Questions to answer:
A - In the text about Rite Aid funding in Fresno, how much will FCHIP get?
B - In the text about Rite Aid funding in Fresno, write out the stretch from "Funding Will be" through "and farming programs.", substituting "neighborhood gardens" for "community gardens".

Part of the chain’s new Strengthening Cities initiative, the funding is part of a larger $10 million, two-year commitment focused on Fresno and five other cities in supporting urban agriculture programs, community farms, and food distribution.
“We’re as eager to listen and learn from our Fresno partners as we are to support them,” said Matt DeCamara, executive director of Rite Aid Healthy Futures. “Together, we can make positive change one city, one neighborhood, one person, one action at a time. We can all be the human spark that drives real progress and uplifts our neighborhoods.”
Funding Will be Split in Two
Fresno Metro Ministry will get the largest chunk — $1.82 million — while FCHIP, a leading multi-sector network addressing health outcomes and inequities in Fresno County, will get $180,000.
The goal of the grants: broaden food access, advance food sovereignty, address food apartheid and ultimately improve health outcomes for children and their families.
These programs will include community gardens, urban farms, school partnerships, hunger-relief efforts, and helping students deal with the trauma of food insecurity.
Fresno Metro Ministry Will Focus on Food Equity and Recovery
Fresno Metro Ministry says it will support several youth-centered programs under the Food to Share project, including enrolling more than 100 students into its Metro Community Garden and Urban Farm after-school and summer gardening and farming programs.

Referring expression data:
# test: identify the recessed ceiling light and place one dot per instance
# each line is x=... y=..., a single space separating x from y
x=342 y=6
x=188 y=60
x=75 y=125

Solved problems:
A - $180,000

B -
Funding Will be Split in Two
Fresno Metro Ministry will get the largest chunk — $1.82 million — while FCHIP, a leading multi-sector network addressing health outcomes and inequities in Fresno County, will get $180,000.
The goal of the grants: broaden food access, advance food sovereignty, address food apartheid and ultimately improve health outcomes for children and their families.
These programs will include neighborhood gardens, urban farms, school partnerships, hunger-relief efforts, and helping students deal with the trauma of food insecurity.
Fresno Metro Ministry Will Focus on Food Equity and Recovery
Fresno Metro Ministry says it will support several youth-centered programs under the Food to Share project, including enrolling more than 100 students into its Metro Community Garden and Urban Farm after-school and summer gardening and farming programs.